Enquanto a história negra britânica está faminta de oxigênio, a luta dos EUA contra o racismo é globalizada de tal forma que se torna a luta contra o racismo no qual devemos procurar inspiração – ofuscando tanto a história dos negros britânicos que nos convencemos de que a Grã-Bretanha nunca teve um problema com a raça.
Trecho retirado do livro Porque eu não estou mais conversando com gente branca sobre raça da escritora Reni Eddo-Lodge.
A frase acima, presente no livro de Reni Eddo-Lodge, nunca esteve tão atual, nos lembra a onda de protestos e manifestações que tomou conta das ruas e redes sociais no final de março e início de junho de 2020 pedindo justiça pela morte do norte-americano George Floyd, uma ferida ainda recente, que como sabemos não cicatrizará, logo outro George Floyd surgirá, assim como tantos outros.
As manifestações contra o racismo nos EUA abriram o debate sobre o tema em diversos países, mas em locais onde o racismo é tão explícito quanto, como é o caso do Brasil, por que só agora é que estamos discutindo sobre? Talvez seja pela constante negação do preconceito por raça em que países como Brasil e Grã-Bretanha (país da autora do livro) vivem. É esse ponto que Reni Eddo-Lodge foca.
A autora nos leva a uma viagem pela história de seu país, desde o período escravocrata, passando por campanhas de repatriamento onde 600 negros foram enviados aos seus países de origem visando eliminar a possibilidade de miscigenação da população britânica e o fim de revoltas raciais que estavam ocorrendo, esses fatos se assemelham à tese eugenista com sua política de branqueamento no Brasil entre os séculos XIX e XX.

**********

OBJETIVO DO EXERCÍCIO — Transcreva, sem alterar nada, o trecho do texto sobre racismo na Grã-Bretanha que vai de "Trecho retirado do" até "como tantos outros.".

REGISTROS —
**********

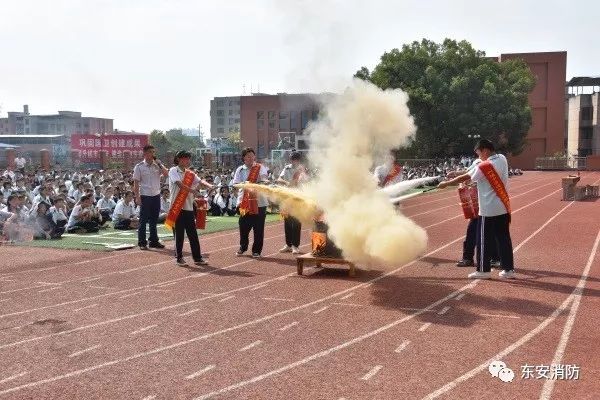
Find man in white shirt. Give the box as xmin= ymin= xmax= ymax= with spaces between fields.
xmin=112 ymin=191 xmax=139 ymax=230
xmin=233 ymin=147 xmax=269 ymax=258
xmin=133 ymin=145 xmax=169 ymax=250
xmin=373 ymin=151 xmax=402 ymax=187
xmin=439 ymin=139 xmax=515 ymax=279
xmin=169 ymin=150 xmax=213 ymax=265
xmin=277 ymin=152 xmax=308 ymax=254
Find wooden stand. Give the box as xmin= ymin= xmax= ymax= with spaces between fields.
xmin=296 ymin=253 xmax=356 ymax=277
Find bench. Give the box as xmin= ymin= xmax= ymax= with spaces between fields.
xmin=296 ymin=253 xmax=356 ymax=277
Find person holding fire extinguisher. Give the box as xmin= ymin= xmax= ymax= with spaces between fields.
xmin=165 ymin=150 xmax=213 ymax=265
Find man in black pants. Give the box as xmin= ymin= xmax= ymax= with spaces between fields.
xmin=438 ymin=139 xmax=515 ymax=279
xmin=233 ymin=147 xmax=269 ymax=258
xmin=133 ymin=145 xmax=169 ymax=250
xmin=277 ymin=152 xmax=308 ymax=254
xmin=169 ymin=151 xmax=213 ymax=265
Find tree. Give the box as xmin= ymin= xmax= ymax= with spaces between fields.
xmin=354 ymin=39 xmax=535 ymax=158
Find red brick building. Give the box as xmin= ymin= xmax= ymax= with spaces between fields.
xmin=240 ymin=93 xmax=323 ymax=159
xmin=498 ymin=51 xmax=567 ymax=169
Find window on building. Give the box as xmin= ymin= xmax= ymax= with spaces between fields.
xmin=581 ymin=107 xmax=594 ymax=121
xmin=290 ymin=111 xmax=298 ymax=131
xmin=580 ymin=126 xmax=594 ymax=140
xmin=300 ymin=111 xmax=310 ymax=129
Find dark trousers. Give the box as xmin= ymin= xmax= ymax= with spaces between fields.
xmin=174 ymin=210 xmax=202 ymax=261
xmin=462 ymin=218 xmax=498 ymax=261
xmin=283 ymin=217 xmax=302 ymax=247
xmin=138 ymin=195 xmax=160 ymax=246
xmin=477 ymin=214 xmax=514 ymax=272
xmin=239 ymin=207 xmax=267 ymax=254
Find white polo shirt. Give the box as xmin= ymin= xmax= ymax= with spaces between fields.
xmin=169 ymin=167 xmax=200 ymax=211
xmin=133 ymin=160 xmax=162 ymax=196
xmin=468 ymin=154 xmax=508 ymax=217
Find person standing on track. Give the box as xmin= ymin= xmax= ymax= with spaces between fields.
xmin=438 ymin=139 xmax=515 ymax=279
xmin=165 ymin=150 xmax=213 ymax=265
xmin=232 ymin=147 xmax=269 ymax=258
xmin=133 ymin=144 xmax=169 ymax=250
xmin=277 ymin=152 xmax=308 ymax=254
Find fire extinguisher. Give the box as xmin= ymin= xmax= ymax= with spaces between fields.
xmin=194 ymin=198 xmax=208 ymax=229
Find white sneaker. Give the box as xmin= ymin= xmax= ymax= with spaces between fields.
xmin=469 ymin=271 xmax=492 ymax=279
xmin=498 ymin=269 xmax=515 ymax=279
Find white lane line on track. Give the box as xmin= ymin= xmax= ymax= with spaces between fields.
xmin=69 ymin=344 xmax=101 ymax=358
xmin=238 ymin=340 xmax=263 ymax=351
xmin=250 ymin=285 xmax=268 ymax=291
xmin=38 ymin=286 xmax=60 ymax=293
xmin=185 ymin=365 xmax=216 ymax=380
xmin=394 ymin=340 xmax=410 ymax=353
xmin=263 ymin=297 xmax=295 ymax=301
xmin=179 ymin=308 xmax=201 ymax=317
xmin=360 ymin=365 xmax=383 ymax=381
xmin=129 ymin=325 xmax=158 ymax=336
xmin=119 ymin=291 xmax=144 ymax=299
xmin=73 ymin=303 xmax=98 ymax=312
xmin=279 ymin=321 xmax=298 ymax=332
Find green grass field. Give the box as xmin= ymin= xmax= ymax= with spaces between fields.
xmin=17 ymin=214 xmax=280 ymax=251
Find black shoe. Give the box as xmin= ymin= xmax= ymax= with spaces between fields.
xmin=456 ymin=260 xmax=475 ymax=267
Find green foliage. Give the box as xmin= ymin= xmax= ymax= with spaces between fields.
xmin=355 ymin=39 xmax=535 ymax=158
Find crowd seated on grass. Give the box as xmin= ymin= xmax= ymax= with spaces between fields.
xmin=0 ymin=157 xmax=523 ymax=241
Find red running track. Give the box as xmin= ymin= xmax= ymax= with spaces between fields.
xmin=0 ymin=172 xmax=600 ymax=400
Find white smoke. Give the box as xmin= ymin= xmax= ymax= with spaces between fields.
xmin=304 ymin=80 xmax=427 ymax=266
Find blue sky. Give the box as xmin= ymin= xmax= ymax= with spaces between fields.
xmin=0 ymin=0 xmax=600 ymax=136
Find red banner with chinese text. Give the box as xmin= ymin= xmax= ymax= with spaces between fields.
xmin=71 ymin=133 xmax=150 ymax=162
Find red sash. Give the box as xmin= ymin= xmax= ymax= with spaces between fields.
xmin=240 ymin=163 xmax=261 ymax=217
xmin=381 ymin=164 xmax=402 ymax=187
xmin=479 ymin=161 xmax=510 ymax=215
xmin=165 ymin=169 xmax=195 ymax=229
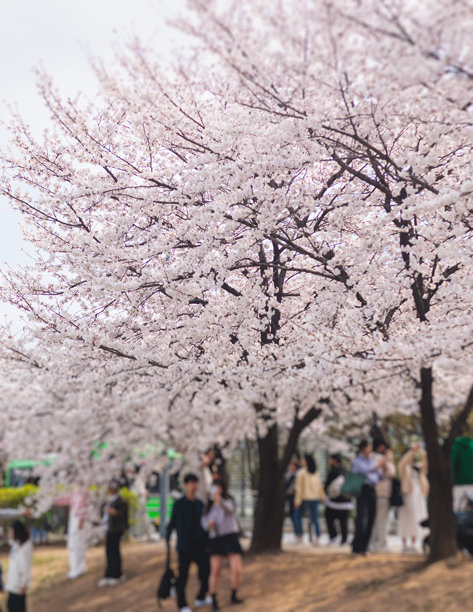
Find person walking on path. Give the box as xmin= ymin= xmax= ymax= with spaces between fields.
xmin=196 ymin=447 xmax=216 ymax=508
xmin=54 ymin=483 xmax=89 ymax=580
xmin=325 ymin=453 xmax=353 ymax=546
xmin=99 ymin=481 xmax=128 ymax=586
xmin=352 ymin=440 xmax=386 ymax=555
xmin=166 ymin=474 xmax=212 ymax=612
xmin=6 ymin=521 xmax=33 ymax=612
xmin=451 ymin=427 xmax=473 ymax=512
xmin=294 ymin=455 xmax=325 ymax=544
xmin=398 ymin=440 xmax=429 ymax=552
xmin=371 ymin=440 xmax=396 ymax=552
xmin=204 ymin=480 xmax=243 ymax=610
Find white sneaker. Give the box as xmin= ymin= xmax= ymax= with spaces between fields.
xmin=194 ymin=595 xmax=213 ymax=608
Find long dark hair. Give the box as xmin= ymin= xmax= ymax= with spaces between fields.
xmin=304 ymin=454 xmax=317 ymax=474
xmin=12 ymin=521 xmax=30 ymax=544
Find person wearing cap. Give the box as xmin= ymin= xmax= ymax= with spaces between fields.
xmin=99 ymin=480 xmax=128 ymax=587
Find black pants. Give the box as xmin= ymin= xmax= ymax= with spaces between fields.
xmin=177 ymin=550 xmax=210 ymax=608
xmin=105 ymin=532 xmax=122 ymax=578
xmin=325 ymin=507 xmax=349 ymax=544
xmin=352 ymin=485 xmax=376 ymax=553
xmin=7 ymin=593 xmax=26 ymax=612
xmin=286 ymin=495 xmax=296 ymax=531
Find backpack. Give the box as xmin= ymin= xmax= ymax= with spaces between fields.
xmin=156 ymin=543 xmax=177 ymax=607
xmin=389 ymin=478 xmax=404 ymax=508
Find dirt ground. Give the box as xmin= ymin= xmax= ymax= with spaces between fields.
xmin=3 ymin=543 xmax=473 ymax=612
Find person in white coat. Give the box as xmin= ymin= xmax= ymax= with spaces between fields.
xmin=370 ymin=440 xmax=396 ymax=552
xmin=398 ymin=441 xmax=429 ymax=552
xmin=6 ymin=521 xmax=33 ymax=612
xmin=54 ymin=485 xmax=89 ymax=580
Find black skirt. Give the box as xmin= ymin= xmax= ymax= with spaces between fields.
xmin=210 ymin=533 xmax=243 ymax=557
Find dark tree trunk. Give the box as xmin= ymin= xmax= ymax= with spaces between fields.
xmin=420 ymin=368 xmax=458 ymax=563
xmin=247 ymin=406 xmax=320 ymax=553
xmin=251 ymin=425 xmax=285 ymax=553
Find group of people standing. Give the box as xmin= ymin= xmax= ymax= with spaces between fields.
xmin=167 ymin=449 xmax=243 ymax=612
xmin=285 ymin=440 xmax=428 ymax=555
xmin=352 ymin=440 xmax=429 ymax=555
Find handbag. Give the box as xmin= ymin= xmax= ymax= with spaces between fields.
xmin=156 ymin=542 xmax=177 ymax=608
xmin=340 ymin=472 xmax=366 ymax=497
xmin=327 ymin=474 xmax=345 ymax=499
xmin=389 ymin=478 xmax=404 ymax=508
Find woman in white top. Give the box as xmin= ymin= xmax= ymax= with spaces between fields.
xmin=398 ymin=442 xmax=429 ymax=552
xmin=6 ymin=521 xmax=33 ymax=612
xmin=202 ymin=480 xmax=243 ymax=610
xmin=294 ymin=455 xmax=325 ymax=544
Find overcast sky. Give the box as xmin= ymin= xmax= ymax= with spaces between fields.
xmin=0 ymin=0 xmax=185 ymax=322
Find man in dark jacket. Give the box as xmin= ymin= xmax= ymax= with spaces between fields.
xmin=166 ymin=474 xmax=212 ymax=612
xmin=99 ymin=481 xmax=128 ymax=586
xmin=325 ymin=453 xmax=353 ymax=545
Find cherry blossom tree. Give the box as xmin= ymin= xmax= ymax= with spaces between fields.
xmin=0 ymin=0 xmax=473 ymax=560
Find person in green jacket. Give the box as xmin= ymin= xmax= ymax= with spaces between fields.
xmin=451 ymin=428 xmax=473 ymax=512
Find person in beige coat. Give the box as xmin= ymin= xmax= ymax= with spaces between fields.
xmin=370 ymin=440 xmax=396 ymax=552
xmin=398 ymin=441 xmax=429 ymax=552
xmin=294 ymin=455 xmax=325 ymax=544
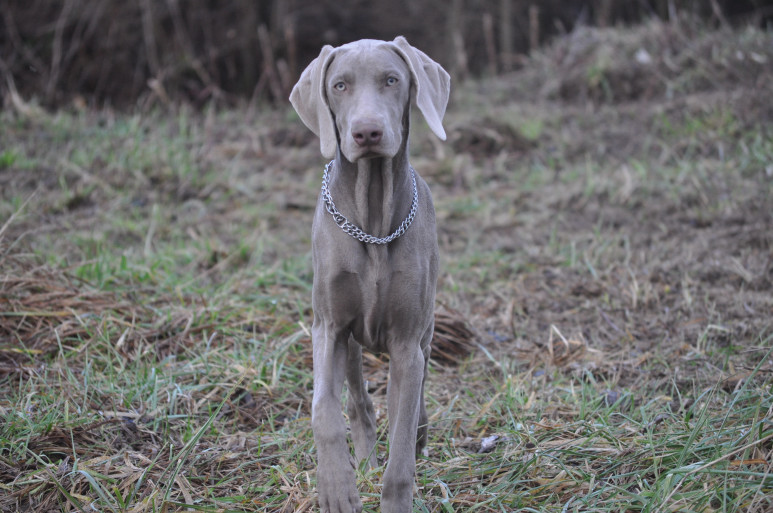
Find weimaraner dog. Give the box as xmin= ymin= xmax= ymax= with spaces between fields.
xmin=290 ymin=37 xmax=450 ymax=513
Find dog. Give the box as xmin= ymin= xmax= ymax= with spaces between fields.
xmin=290 ymin=37 xmax=450 ymax=513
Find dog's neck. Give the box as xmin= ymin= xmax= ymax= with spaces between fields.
xmin=330 ymin=138 xmax=413 ymax=242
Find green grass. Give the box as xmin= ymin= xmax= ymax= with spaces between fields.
xmin=0 ymin=22 xmax=773 ymax=513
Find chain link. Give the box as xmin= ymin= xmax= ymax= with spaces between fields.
xmin=322 ymin=160 xmax=419 ymax=244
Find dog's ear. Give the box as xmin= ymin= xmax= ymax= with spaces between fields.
xmin=290 ymin=45 xmax=337 ymax=159
xmin=392 ymin=36 xmax=451 ymax=141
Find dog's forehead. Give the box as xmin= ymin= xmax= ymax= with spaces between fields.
xmin=331 ymin=39 xmax=408 ymax=71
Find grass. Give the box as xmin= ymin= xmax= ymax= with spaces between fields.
xmin=0 ymin=18 xmax=773 ymax=513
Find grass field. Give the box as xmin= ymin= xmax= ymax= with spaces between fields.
xmin=0 ymin=20 xmax=773 ymax=513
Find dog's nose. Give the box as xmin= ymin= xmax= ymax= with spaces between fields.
xmin=352 ymin=123 xmax=384 ymax=146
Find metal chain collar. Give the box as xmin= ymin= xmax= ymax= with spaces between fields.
xmin=322 ymin=160 xmax=419 ymax=244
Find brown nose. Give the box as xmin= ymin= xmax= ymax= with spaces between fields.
xmin=352 ymin=123 xmax=384 ymax=146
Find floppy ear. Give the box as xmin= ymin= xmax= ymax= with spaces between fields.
xmin=392 ymin=36 xmax=451 ymax=141
xmin=290 ymin=45 xmax=337 ymax=159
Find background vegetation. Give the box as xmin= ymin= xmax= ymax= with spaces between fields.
xmin=0 ymin=0 xmax=773 ymax=108
xmin=0 ymin=1 xmax=773 ymax=512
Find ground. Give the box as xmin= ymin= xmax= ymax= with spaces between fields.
xmin=0 ymin=19 xmax=773 ymax=512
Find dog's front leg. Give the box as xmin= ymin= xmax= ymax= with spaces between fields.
xmin=311 ymin=322 xmax=362 ymax=513
xmin=381 ymin=344 xmax=424 ymax=513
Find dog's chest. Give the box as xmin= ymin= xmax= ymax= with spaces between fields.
xmin=314 ymin=247 xmax=434 ymax=352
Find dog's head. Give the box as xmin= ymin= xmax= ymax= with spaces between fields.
xmin=290 ymin=36 xmax=451 ymax=162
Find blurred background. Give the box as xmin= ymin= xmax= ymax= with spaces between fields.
xmin=0 ymin=0 xmax=773 ymax=108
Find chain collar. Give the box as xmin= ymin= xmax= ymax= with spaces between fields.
xmin=322 ymin=160 xmax=419 ymax=244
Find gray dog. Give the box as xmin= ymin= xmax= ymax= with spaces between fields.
xmin=290 ymin=37 xmax=450 ymax=513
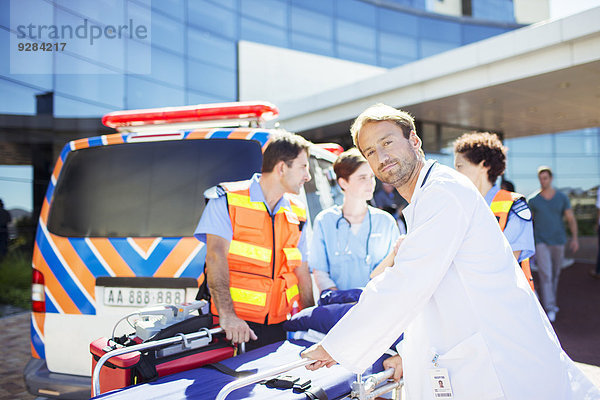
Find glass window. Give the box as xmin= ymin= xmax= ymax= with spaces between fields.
xmin=378 ymin=54 xmax=415 ymax=68
xmin=337 ymin=45 xmax=377 ymax=65
xmin=125 ymin=76 xmax=185 ymax=109
xmin=504 ymin=135 xmax=554 ymax=156
xmin=188 ymin=60 xmax=237 ymax=98
xmin=148 ymin=47 xmax=185 ymax=87
xmin=335 ymin=20 xmax=375 ymax=50
xmin=48 ymin=139 xmax=262 ymax=237
xmin=54 ymin=74 xmax=125 ymax=109
xmin=54 ymin=7 xmax=125 ymax=74
xmin=419 ymin=17 xmax=461 ymax=44
xmin=241 ymin=0 xmax=287 ymax=28
xmin=0 ymin=78 xmax=40 ymax=115
xmin=291 ymin=0 xmax=335 ymax=16
xmin=152 ymin=13 xmax=184 ymax=53
xmin=187 ymin=90 xmax=236 ymax=104
xmin=187 ymin=28 xmax=237 ymax=68
xmin=419 ymin=40 xmax=458 ymax=58
xmin=379 ymin=32 xmax=419 ymax=59
xmin=292 ymin=32 xmax=334 ymax=57
xmin=291 ymin=7 xmax=333 ymax=40
xmin=54 ymin=94 xmax=115 ymax=118
xmin=241 ymin=18 xmax=288 ymax=47
xmin=462 ymin=24 xmax=510 ymax=44
xmin=379 ymin=9 xmax=419 ymax=36
xmin=554 ymin=128 xmax=600 ymax=156
xmin=187 ymin=0 xmax=237 ymax=39
xmin=0 ymin=29 xmax=53 ymax=88
xmin=54 ymin=0 xmax=126 ymax=23
xmin=336 ymin=0 xmax=377 ymax=27
xmin=152 ymin=0 xmax=185 ymax=22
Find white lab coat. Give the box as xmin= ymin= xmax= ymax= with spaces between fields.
xmin=322 ymin=161 xmax=600 ymax=400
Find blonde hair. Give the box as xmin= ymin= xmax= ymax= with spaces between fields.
xmin=350 ymin=103 xmax=425 ymax=156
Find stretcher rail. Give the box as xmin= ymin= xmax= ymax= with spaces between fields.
xmin=92 ymin=328 xmax=223 ymax=397
xmin=215 ymin=358 xmax=315 ymax=400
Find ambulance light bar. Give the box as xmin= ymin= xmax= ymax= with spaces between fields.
xmin=102 ymin=102 xmax=279 ymax=128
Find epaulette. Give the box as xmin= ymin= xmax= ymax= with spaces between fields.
xmin=511 ymin=197 xmax=531 ymax=221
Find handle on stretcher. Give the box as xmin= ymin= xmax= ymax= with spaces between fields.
xmin=216 ymin=358 xmax=315 ymax=400
xmin=92 ymin=328 xmax=223 ymax=397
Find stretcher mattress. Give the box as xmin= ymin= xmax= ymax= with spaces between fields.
xmin=94 ymin=340 xmax=382 ymax=400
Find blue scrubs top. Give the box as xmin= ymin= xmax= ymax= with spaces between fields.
xmin=308 ymin=206 xmax=400 ymax=290
xmin=194 ymin=174 xmax=306 ymax=261
xmin=485 ymin=185 xmax=535 ymax=262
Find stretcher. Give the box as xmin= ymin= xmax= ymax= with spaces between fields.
xmin=92 ymin=331 xmax=402 ymax=400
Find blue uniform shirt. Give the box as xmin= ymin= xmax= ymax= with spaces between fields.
xmin=308 ymin=206 xmax=400 ymax=290
xmin=194 ymin=174 xmax=306 ymax=261
xmin=485 ymin=185 xmax=535 ymax=262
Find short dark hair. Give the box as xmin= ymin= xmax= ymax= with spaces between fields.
xmin=454 ymin=132 xmax=506 ymax=183
xmin=262 ymin=132 xmax=310 ymax=173
xmin=538 ymin=165 xmax=552 ymax=178
xmin=333 ymin=147 xmax=367 ymax=180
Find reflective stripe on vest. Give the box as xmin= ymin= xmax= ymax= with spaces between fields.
xmin=229 ymin=287 xmax=267 ymax=307
xmin=229 ymin=240 xmax=272 ymax=264
xmin=490 ymin=189 xmax=535 ymax=290
xmin=285 ymin=285 xmax=300 ymax=304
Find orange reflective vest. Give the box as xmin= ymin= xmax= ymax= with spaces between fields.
xmin=212 ymin=180 xmax=306 ymax=324
xmin=490 ymin=189 xmax=534 ymax=290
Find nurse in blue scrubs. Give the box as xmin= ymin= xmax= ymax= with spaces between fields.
xmin=308 ymin=148 xmax=400 ymax=291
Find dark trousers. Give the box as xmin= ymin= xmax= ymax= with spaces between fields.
xmin=596 ymin=225 xmax=600 ymax=274
xmin=246 ymin=321 xmax=287 ymax=351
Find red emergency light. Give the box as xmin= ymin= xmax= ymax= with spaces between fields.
xmin=102 ymin=102 xmax=279 ymax=128
xmin=316 ymin=143 xmax=344 ymax=156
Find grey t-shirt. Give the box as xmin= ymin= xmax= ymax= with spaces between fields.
xmin=528 ymin=190 xmax=571 ymax=246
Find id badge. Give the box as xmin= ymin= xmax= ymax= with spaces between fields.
xmin=429 ymin=368 xmax=454 ymax=399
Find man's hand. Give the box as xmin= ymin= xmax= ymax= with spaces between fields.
xmin=219 ymin=315 xmax=258 ymax=344
xmin=369 ymin=235 xmax=405 ymax=279
xmin=569 ymin=238 xmax=579 ymax=253
xmin=383 ymin=355 xmax=404 ymax=382
xmin=300 ymin=343 xmax=337 ymax=371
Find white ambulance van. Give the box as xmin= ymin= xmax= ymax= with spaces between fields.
xmin=24 ymin=102 xmax=341 ymax=399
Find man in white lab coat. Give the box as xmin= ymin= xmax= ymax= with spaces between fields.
xmin=303 ymin=104 xmax=600 ymax=400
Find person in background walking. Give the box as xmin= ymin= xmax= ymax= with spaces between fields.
xmin=528 ymin=166 xmax=579 ymax=322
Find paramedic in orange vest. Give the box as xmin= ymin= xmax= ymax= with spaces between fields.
xmin=454 ymin=132 xmax=535 ymax=289
xmin=194 ymin=133 xmax=314 ymax=350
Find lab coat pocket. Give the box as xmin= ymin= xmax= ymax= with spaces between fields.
xmin=438 ymin=333 xmax=504 ymax=400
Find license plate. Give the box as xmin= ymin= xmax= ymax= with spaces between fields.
xmin=104 ymin=287 xmax=185 ymax=307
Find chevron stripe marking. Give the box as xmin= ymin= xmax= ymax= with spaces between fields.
xmin=72 ymin=138 xmax=90 ymax=150
xmin=153 ymin=238 xmax=198 ymax=278
xmin=31 ymin=312 xmax=46 ymax=338
xmin=187 ymin=129 xmax=209 ymax=139
xmin=40 ymin=225 xmax=96 ymax=313
xmin=86 ymin=238 xmax=135 ymax=277
xmin=105 ymin=133 xmax=125 ymax=145
xmin=173 ymin=242 xmax=204 ymax=278
xmin=40 ymin=197 xmax=50 ymax=225
xmin=33 ymin=243 xmax=81 ymax=314
xmin=227 ymin=129 xmax=250 ymax=139
xmin=127 ymin=238 xmax=162 ymax=260
xmin=50 ymin=234 xmax=96 ymax=298
xmin=52 ymin=157 xmax=63 ymax=185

**********

RESPOSTA —
Trecho retirado do livro Porque eu não estou mais conversando com gente branca sobre raça da escritora Reni Eddo-Lodge.
A frase acima, presente no livro de Reni Eddo-Lodge, nunca esteve tão atual, nos lembra a onda de protestos e manifestações que tomou conta das ruas e redes sociais no final de março e início de junho de 2020 pedindo justiça pela morte do norte-americano George Floyd, uma ferida ainda recente, que como sabemos não cicatrizará, logo outro George Floyd surgirá, assim como tantos outros.